## SUPPLIED RECORDS
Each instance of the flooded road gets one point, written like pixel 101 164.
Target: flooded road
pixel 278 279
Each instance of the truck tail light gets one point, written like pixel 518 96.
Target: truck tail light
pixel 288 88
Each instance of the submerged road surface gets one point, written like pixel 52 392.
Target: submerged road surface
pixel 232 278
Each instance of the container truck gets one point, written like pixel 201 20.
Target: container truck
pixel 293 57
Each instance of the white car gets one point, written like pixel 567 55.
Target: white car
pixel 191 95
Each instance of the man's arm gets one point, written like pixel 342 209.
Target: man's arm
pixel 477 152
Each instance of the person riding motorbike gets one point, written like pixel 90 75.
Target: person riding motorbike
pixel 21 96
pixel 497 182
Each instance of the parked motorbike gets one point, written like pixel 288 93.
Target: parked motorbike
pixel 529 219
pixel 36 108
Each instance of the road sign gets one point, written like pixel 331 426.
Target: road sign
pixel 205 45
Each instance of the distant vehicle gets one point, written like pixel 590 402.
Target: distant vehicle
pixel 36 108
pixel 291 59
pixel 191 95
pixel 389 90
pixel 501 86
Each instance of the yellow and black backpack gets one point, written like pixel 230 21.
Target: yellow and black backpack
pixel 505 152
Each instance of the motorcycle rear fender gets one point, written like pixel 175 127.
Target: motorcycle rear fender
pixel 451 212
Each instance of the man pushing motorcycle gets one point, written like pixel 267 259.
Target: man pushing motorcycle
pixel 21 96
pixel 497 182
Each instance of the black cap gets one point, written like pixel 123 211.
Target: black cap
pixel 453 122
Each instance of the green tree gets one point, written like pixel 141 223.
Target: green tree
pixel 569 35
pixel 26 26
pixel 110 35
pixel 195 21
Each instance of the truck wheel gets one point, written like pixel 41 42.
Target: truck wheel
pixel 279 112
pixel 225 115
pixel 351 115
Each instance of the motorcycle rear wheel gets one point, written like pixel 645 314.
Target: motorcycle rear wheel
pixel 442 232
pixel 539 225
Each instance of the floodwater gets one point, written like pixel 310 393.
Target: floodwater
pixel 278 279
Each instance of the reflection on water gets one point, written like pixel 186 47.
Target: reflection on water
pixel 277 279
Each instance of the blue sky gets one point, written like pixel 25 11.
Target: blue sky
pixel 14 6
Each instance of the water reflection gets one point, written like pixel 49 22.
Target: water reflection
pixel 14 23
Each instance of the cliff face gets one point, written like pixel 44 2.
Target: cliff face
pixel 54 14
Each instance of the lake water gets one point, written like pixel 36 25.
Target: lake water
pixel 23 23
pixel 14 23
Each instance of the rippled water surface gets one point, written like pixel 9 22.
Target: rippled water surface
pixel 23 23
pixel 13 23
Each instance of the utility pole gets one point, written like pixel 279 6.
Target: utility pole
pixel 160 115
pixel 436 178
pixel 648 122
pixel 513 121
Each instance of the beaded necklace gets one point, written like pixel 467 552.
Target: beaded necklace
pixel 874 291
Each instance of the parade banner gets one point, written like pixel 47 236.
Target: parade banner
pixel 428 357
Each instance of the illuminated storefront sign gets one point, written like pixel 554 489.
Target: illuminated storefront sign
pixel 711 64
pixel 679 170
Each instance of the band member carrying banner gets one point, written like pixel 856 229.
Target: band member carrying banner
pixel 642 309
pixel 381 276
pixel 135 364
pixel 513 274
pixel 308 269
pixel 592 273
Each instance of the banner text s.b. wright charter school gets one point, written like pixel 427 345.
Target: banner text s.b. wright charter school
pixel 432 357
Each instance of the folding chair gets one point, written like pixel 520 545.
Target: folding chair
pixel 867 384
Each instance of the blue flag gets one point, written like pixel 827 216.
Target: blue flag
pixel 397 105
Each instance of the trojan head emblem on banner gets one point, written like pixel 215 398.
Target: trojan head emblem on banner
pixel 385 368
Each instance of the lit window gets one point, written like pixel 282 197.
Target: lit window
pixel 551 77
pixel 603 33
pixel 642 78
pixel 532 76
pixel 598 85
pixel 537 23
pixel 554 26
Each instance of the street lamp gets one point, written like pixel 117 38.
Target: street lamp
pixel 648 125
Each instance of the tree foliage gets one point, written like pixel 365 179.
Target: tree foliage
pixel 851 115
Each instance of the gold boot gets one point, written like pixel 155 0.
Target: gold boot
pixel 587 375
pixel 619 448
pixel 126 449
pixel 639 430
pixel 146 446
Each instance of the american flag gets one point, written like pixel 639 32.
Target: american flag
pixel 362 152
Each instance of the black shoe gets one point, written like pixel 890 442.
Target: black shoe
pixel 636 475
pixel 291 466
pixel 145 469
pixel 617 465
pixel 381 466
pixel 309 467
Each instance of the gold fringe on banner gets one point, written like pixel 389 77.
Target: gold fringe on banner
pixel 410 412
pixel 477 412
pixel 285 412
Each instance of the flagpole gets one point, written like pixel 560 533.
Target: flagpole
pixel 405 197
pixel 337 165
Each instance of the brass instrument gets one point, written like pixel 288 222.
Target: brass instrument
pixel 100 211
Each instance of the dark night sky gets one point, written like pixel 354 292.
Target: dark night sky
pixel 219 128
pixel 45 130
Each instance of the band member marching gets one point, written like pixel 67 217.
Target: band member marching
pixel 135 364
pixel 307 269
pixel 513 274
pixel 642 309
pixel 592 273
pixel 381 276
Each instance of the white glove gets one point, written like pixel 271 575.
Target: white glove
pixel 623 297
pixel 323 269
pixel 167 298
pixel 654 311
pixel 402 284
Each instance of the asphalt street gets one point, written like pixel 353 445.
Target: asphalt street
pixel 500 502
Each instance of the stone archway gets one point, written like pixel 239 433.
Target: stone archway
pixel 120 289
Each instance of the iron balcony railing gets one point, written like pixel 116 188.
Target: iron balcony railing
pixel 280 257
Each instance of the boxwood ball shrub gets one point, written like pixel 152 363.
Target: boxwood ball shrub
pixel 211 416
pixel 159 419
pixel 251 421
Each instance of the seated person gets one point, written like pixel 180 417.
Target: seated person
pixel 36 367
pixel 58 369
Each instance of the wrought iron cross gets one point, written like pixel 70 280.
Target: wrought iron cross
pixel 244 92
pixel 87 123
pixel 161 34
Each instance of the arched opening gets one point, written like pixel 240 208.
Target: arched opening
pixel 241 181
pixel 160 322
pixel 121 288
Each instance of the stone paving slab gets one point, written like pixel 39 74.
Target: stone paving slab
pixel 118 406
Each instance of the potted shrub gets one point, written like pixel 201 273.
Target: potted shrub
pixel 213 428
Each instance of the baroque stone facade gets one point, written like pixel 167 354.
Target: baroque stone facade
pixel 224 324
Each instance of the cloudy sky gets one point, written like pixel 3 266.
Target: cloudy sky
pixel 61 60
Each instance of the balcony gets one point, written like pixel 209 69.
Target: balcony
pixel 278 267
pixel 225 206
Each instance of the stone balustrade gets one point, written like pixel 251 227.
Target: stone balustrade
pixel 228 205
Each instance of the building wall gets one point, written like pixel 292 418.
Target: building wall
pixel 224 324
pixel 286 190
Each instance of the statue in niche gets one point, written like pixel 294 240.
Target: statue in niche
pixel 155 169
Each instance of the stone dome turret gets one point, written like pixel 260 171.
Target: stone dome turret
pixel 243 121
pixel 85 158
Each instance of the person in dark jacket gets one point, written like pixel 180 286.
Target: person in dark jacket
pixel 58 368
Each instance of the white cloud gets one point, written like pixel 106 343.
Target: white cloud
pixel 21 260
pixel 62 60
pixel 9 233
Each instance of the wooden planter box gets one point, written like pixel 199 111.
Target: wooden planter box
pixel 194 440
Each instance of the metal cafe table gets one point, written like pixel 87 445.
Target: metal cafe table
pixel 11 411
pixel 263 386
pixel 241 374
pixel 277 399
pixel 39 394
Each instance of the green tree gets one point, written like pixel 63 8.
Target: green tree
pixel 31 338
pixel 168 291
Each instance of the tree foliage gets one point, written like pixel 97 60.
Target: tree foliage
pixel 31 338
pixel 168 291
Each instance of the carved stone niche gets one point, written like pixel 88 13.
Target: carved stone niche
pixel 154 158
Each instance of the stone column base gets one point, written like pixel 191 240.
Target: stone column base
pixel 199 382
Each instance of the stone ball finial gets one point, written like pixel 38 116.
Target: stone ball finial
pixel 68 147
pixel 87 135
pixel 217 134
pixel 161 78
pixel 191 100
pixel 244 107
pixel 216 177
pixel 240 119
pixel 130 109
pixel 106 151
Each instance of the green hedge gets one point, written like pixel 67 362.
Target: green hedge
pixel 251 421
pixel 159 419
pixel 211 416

## PROBLEM DETAILS
Beginning at the line with "Each instance of the stone paving" and stopping after the line with "Each instance of the person in", please write out every line of the data above exactly and nothing else.

## WRITTEN SOLUTION
Each instance of the stone paving slab gets one point, written like pixel 39 74.
Target: stone paving slab
pixel 118 406
Each instance of the potted shrub gets one point, written like pixel 201 273.
Target: potted shrub
pixel 213 428
Each instance of the baroque stone facade gets one point, written like pixel 167 354.
Target: baroque stone facade
pixel 224 324
Each instance of the cloudy sky gets one point, written like pixel 3 266.
Target: cloudy sky
pixel 61 60
Each instance of the balcony gets one point, written like pixel 209 69.
Target: balcony
pixel 278 267
pixel 225 206
Each instance of the stone balustrade gets one point, written like pixel 251 227.
Target: stone balustrade
pixel 228 205
Each instance of the building wall gets one point, written like pixel 292 418.
Target: building wall
pixel 224 324
pixel 286 190
Each instance of the statue in niche gets one point, written like pixel 294 240.
Target: statue in niche
pixel 155 169
Each instance of the stone dome turret gets one point, written like pixel 260 171.
Target: stone dome turret
pixel 243 121
pixel 85 158
Each instance of the person in dark jacket gets one point, written like pixel 180 286.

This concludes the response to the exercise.